▶ **ЧТО НУЖНО СДЕЛАТЬ**
1: Сколько, согласно тексту о советском общепите, стоила в пиццерии бутылка импортного итальянского кьянти?
2: Подхватите текст о советском общепите и продолжите его после последнего предложения.

▶ **ИСХОДНЫЙ ТЕКСТ**
####

Кафе: в мейнстримовском советском кафе было все примерно то же самое, что и в ресторане, но только еще лапидарнее и без оркестра. Компенсацией за дополнительное упрощенчество была более низкая ценовая категория. Но и она не особо влекла. Как формат общепита, по сути, получалась просто более чистая и дорогая столовая с алкоголем. Зачем туда было ходить, вообще было непонятно. Статусности – ноль, атмосферности – ноль, событийности вечера – ноль. Похоже, туда, по большей части, забегали командировочные, чтобы снять командировочный стресс и усталость сотней граммов водки или стаканом портвейна и поесть еды, которая была хоть на какой-то градус лучше, чем та, которая подавалась в их заводской/институтской столовой.

Бары: бары были двух типов – апгрейд рюмочной, то есть «наливайка», где было не особо интересно, и немногочисленные заведения (где-то полтора десятка на всю Москву), до какой-то степени располагавшие интерьером и атмосферой. Но на дверях у них всегда красовалась табличка «мест нет», а перед входом змеилась очередь. Нужно было либо пытаться влезть без очереди, либо коррумпировать привратника, либо и то, и другое сразу.

Пиццерии: пиццерии в Москве появились еще в советское время где-то в году восемьдесят пятом и сразу заняли нишу относительно бюджетного места, куда не стыдно было девушку привести. Вечер на двоих там обходился меньше чем в десятку (например, бутылка импортного итальянского кьянти с ресторанной наценкой там стоила всего пять рублей), было довольно уютненько, а сам формат прельщал своей новизной и иллюзией, что «почти как не у нас».

Пивные: если пиццерия была тем местом, куда советский студент мог сходить с девушкой, не сгорая от стыда и не проваливаясь в финансовую дыру, то пивные давали бюджетное пристанище для «мужского гендерного клуба» – отмечаний простых событий (вроде сдачи очередного зачета, экзамена, сессии, окончания работы в стройотряде, начала учебного года, и т.д.) и спонтанных разговоров «за жизнь». Пивные были трех основных типов: 1)«автопоилки»; 2)«стоячки»; 3) пивные рестораны.

####

▶ **СОХРАНЁННЫЕ ДАННЫЕ**

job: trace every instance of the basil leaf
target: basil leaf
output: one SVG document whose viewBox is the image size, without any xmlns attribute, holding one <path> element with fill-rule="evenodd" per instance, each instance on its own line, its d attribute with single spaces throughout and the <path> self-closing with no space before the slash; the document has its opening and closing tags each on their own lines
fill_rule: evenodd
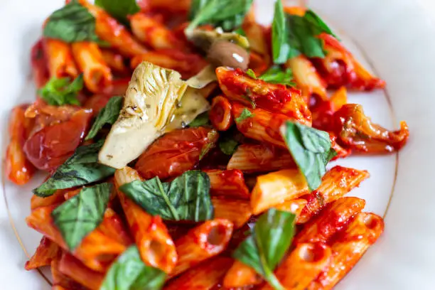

####

▶ **ОТВЕТЫ К ЗАДАНИЮ**
1: Пять рублей.

2:
«Автопоилки» – это были пивные, где пиво отпускалось в автоматах, подобных тем, что продавали в розлив газированную воду. Полная кружка стоила там 40 копеек. Но на любую «серебряную» мелочь – монеты из белого сплава достоинством в 10, 15 и 20 копеек – тебе наливали некую пропорцию от пол литра пива (хоть на четверть объема на самом донце кружки, но, тем не менее, осязаемое нечто). Заведение пользовалось популярностью у похмельного народа, поскольку любая найденная в кармане или выпрошенная у входа «серебряная» монетка, вносила свой индивидуальный посильный вклад в купирование похмельного синдрома. В связи с полной автоматизированностью процесса, там не было буфетчиков, и, соответственно, еды. Это был самый low-end советской пивной хореки, где запах мочи из вечно подтекающего прямо в зал туалета смешивался с запахом разлитого по полу подкисшего пива (автоматизации заодно предполагала отсутствие починки и уборки). Ходить туда можно было разве что из острого антропологического интереса.

В «стоячках», где не было стульев, и стоять нужно было вокруг круглых столиков, розлив пива был ручным, и работали еще буфетчики, выставлявшие на прилавок простую еду – как правило, либо сморщенные сероватые сосиски, либо мелкие переваренные креветки. Ручной розлив пива склонял оператора пивного крана к злоупотреблениям, самыми распространенными из которых было разбавление пива водой или добавление в пиво продуктов бытовой химии, дававших обильное пенообразование.

Самой популярной у студентов МГУ «стоячкой» был «Тайвань» – пивная-«стекляшка», примостившаяся эдаким островом к массивному зданию китайского посольства. Однажды в «Тайване» случилось ЧП – один из студентов, выпив десять кружек пива, разбодяженного ядреным советским стиральным порошком, оказался в реанимации. После чего директора пивной посадили, а улыбчивый новый администратор всех гостей приветствовал словами: «Я человек честный – водой не разбавляю и не бодяжу. Я просто недоливаю». Что вполне воспринималось как сделка.

Наконец, хай-эндом в категории были пивные рестораны. На всю Москву их было всего с пяток. Самый известный – «Жигули» на Новом Арбате (тогда Калининском проспекте), до сих пор влачащий некое посмертное существование. В «Жигули» по причине тогдашних вечных непроходимых очередей мы особо не ходили. Предпочитали «Золотой фазан» рядом с Киевским вокзалом. Он представлял собой крытый алюминием практически авиационный ангар, рассчитанный на несколько сот посадочных мест. Эффект масштаба давал шанс на быстрое прохождение очереди перед входом. Пиво там разносили в кувшинах официанты, а подаваемые к пиву крупные креветки являли собой приятный контраст по сравнению с тщедушной креветочной мелочью, которой можно было разжиться в «стоячках». Тогдашняя пятерка за вечер на брата – вполне комфортная цена за такой «премиум».

Советские пивные, конечно, не идут ни в какое сравнение с современными пивными барами и ресторанами. «Крафт» на стиральном порошке – это было то, что если нас тогда не убивало, то делало определенно сильнее и живучее. Но студенческие разговоры «по душам» в пивных заведениях советской эпохи рождал тот тип бондинга и неформальных связей, которые потом надолго ее пережили. Некоторые попали в хозяева новой жизни прямо от липкого круглого столика в «стоячке».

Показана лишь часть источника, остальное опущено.